── Recorded data ──

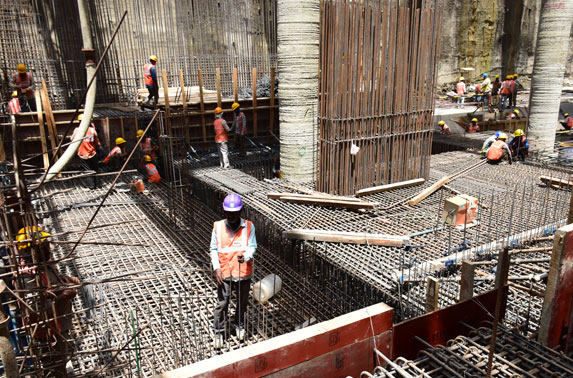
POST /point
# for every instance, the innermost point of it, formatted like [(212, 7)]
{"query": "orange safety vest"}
[(147, 74), (220, 132), (152, 174), (230, 247), (495, 152), (88, 145), (116, 150), (147, 148)]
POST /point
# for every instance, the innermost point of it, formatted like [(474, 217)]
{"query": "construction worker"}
[(486, 88), (116, 156), (567, 122), (506, 91), (474, 127), (495, 87), (150, 76), (513, 101), (240, 127), (221, 137), (489, 141), (14, 104), (151, 170), (47, 291), (461, 90), (24, 86), (89, 150), (444, 129), (233, 245), (496, 151), (513, 115), (519, 145)]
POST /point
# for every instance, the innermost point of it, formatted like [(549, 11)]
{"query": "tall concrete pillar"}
[(298, 60), (548, 69)]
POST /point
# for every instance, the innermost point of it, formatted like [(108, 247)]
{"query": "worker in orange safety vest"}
[(233, 245), (221, 138), (151, 170), (24, 86), (497, 150)]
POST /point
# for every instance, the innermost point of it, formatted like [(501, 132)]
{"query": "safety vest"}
[(147, 74), (152, 174), (461, 88), (87, 148), (495, 152), (147, 148), (220, 132), (241, 121), (14, 106), (116, 150), (230, 247)]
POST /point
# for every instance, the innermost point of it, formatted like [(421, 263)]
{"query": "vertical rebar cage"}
[(378, 61)]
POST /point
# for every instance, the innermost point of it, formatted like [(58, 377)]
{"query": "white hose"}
[(298, 52), (548, 68)]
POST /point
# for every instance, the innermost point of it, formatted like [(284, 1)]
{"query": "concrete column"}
[(548, 69), (298, 52)]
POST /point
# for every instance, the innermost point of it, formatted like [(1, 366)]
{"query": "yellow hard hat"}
[(30, 233)]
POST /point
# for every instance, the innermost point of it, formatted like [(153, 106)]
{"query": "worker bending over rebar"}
[(233, 245)]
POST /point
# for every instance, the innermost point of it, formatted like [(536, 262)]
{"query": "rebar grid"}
[(515, 356), (169, 294)]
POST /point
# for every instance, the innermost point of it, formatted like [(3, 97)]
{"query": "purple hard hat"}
[(232, 202)]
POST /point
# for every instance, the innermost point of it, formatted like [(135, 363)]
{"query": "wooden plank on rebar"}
[(255, 129), (387, 187), (202, 104), (346, 237), (45, 155), (52, 131)]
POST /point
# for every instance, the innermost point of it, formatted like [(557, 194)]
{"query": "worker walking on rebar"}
[(150, 75), (115, 159), (444, 129), (519, 145), (567, 123), (221, 138), (48, 292), (461, 90), (497, 150), (240, 127), (90, 151), (151, 170), (233, 245), (473, 127), (24, 86)]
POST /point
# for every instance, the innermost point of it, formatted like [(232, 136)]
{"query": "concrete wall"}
[(495, 36)]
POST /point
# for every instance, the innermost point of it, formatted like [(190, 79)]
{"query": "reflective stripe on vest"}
[(116, 150), (495, 152), (229, 248), (147, 74), (220, 132)]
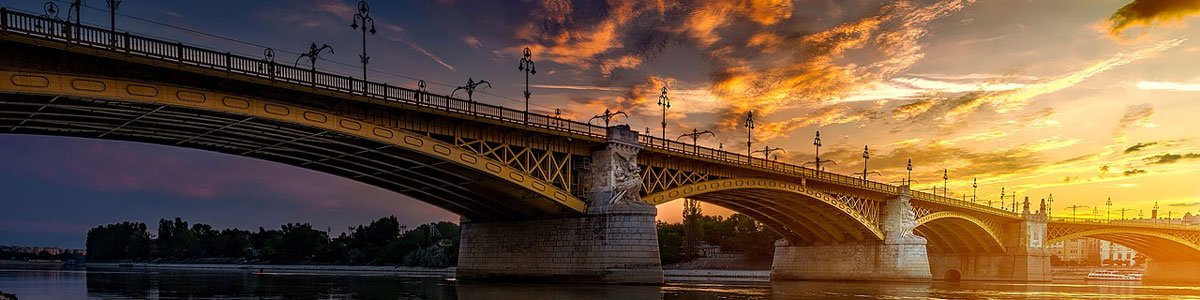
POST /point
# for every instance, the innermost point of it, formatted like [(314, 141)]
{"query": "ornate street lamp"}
[(816, 142), (1073, 208), (313, 54), (75, 11), (1001, 197), (609, 115), (112, 11), (1108, 216), (665, 102), (471, 89), (975, 189), (527, 67), (867, 155), (749, 125), (1050, 208), (364, 15), (946, 183), (695, 137), (910, 172), (767, 150)]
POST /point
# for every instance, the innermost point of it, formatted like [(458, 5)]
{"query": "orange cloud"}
[(1150, 12)]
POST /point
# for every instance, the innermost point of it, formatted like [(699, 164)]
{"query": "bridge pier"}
[(1025, 258), (900, 256), (615, 241), (1171, 271)]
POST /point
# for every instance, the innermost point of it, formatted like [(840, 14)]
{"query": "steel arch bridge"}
[(480, 161)]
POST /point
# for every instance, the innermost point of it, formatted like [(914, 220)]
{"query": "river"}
[(246, 285)]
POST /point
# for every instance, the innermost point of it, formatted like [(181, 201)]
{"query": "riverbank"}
[(407, 271), (364, 270), (1071, 274)]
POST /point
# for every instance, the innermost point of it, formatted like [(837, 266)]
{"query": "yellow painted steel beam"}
[(91, 87)]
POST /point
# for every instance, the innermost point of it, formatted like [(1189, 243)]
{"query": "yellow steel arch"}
[(1125, 231), (761, 184), (991, 232), (169, 95)]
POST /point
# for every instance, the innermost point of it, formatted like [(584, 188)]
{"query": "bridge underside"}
[(797, 217), (441, 183)]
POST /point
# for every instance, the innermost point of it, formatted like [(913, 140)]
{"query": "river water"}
[(246, 285)]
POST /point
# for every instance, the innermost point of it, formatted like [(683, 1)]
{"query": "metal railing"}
[(25, 24), (1128, 222)]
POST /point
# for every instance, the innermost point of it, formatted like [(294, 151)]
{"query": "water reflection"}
[(247, 285)]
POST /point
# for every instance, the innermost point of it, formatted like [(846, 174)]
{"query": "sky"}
[(1085, 100)]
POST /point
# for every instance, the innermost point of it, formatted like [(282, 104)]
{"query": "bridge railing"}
[(1129, 222), (225, 61), (19, 23)]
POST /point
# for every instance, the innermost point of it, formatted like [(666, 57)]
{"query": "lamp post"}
[(975, 189), (695, 137), (665, 102), (867, 155), (1014, 202), (767, 150), (75, 11), (1073, 208), (364, 15), (1050, 208), (946, 183), (112, 18), (749, 126), (1108, 216), (471, 89), (527, 67), (1001, 197), (1122, 211), (607, 117), (816, 142), (910, 172), (313, 54)]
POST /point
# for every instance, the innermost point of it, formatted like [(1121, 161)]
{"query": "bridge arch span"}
[(798, 213), (959, 233), (1153, 243), (425, 168)]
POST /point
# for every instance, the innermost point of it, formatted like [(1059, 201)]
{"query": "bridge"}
[(540, 197)]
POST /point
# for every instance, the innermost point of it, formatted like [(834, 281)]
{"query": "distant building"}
[(1080, 251), (1116, 252)]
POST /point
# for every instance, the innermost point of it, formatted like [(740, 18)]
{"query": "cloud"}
[(472, 41), (1150, 12), (1165, 159), (1168, 85), (396, 34), (1139, 147), (1135, 115), (1011, 100)]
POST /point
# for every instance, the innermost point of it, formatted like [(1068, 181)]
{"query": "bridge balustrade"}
[(12, 22)]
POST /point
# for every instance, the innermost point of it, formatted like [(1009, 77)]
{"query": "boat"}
[(1110, 275)]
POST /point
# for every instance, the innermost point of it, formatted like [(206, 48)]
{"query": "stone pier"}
[(899, 257), (1025, 258), (616, 241)]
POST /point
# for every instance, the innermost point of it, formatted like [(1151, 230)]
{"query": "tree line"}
[(737, 233), (381, 243)]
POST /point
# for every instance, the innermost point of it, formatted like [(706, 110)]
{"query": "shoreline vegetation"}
[(742, 243), (381, 243)]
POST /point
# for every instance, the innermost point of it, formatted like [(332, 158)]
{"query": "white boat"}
[(1109, 275)]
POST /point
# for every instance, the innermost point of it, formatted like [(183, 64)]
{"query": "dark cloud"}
[(1139, 147), (1165, 159), (1147, 12)]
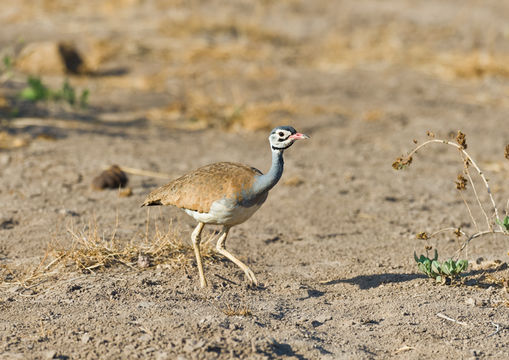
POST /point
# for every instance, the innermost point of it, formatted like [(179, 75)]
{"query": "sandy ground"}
[(175, 86)]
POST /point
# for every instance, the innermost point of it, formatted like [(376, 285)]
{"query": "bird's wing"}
[(198, 189)]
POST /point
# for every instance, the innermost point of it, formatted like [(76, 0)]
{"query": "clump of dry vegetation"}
[(92, 251), (494, 223), (237, 310)]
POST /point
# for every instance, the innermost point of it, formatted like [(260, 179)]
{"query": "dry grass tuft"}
[(92, 251), (237, 310)]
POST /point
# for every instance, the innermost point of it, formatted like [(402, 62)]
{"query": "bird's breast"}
[(227, 212)]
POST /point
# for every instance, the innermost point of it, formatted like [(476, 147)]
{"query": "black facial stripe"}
[(283, 148)]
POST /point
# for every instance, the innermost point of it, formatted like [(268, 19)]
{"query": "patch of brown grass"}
[(236, 310), (92, 251)]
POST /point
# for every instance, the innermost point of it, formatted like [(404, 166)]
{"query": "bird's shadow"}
[(372, 281)]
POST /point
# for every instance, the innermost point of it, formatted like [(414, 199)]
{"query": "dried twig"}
[(445, 317), (473, 163)]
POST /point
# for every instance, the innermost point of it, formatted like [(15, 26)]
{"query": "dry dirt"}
[(175, 85)]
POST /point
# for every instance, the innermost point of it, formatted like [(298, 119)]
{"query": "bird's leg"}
[(196, 238), (221, 249)]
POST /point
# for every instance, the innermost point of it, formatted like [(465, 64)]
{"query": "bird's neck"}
[(267, 181)]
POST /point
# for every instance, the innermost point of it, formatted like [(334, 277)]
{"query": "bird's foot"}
[(251, 278)]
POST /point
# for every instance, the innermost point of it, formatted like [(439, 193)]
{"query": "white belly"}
[(222, 212)]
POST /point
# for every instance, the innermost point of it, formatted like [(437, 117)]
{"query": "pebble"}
[(5, 159), (145, 304), (145, 337), (161, 355), (470, 301), (49, 354), (85, 338)]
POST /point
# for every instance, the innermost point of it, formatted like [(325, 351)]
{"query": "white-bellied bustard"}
[(225, 194)]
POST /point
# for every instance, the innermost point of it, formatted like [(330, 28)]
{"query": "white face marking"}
[(280, 139)]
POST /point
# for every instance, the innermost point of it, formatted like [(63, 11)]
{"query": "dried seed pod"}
[(112, 178), (422, 236), (461, 184), (461, 140), (401, 162)]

───

**Task to carry out**
Starting at the first of the lines and ending at the line that contains "115), (519, 145)]", both included, write those lines as a JSON list of strings, one string per line, with blank lines and pictures left out.

**Correct answer**
[
  "POST /point",
  "# for every instance, the innermost point of it, formatted like [(212, 7)]",
  "{\"query\": \"orange safety vest\"}",
  "[(147, 74), (220, 132), (152, 174), (230, 247), (495, 152), (88, 145), (116, 150), (147, 148)]",
  "POST /point",
  "# for every instance, the innermost point of it, formatted like [(474, 217)]",
  "{\"query\": \"construction worker\"}",
  "[(486, 88), (116, 156), (567, 122), (506, 91), (474, 127), (495, 87), (150, 76), (513, 101), (240, 127), (221, 137), (489, 141), (14, 104), (151, 170), (47, 291), (461, 90), (24, 86), (89, 150), (444, 129), (233, 245), (496, 151), (513, 115), (519, 145)]"
]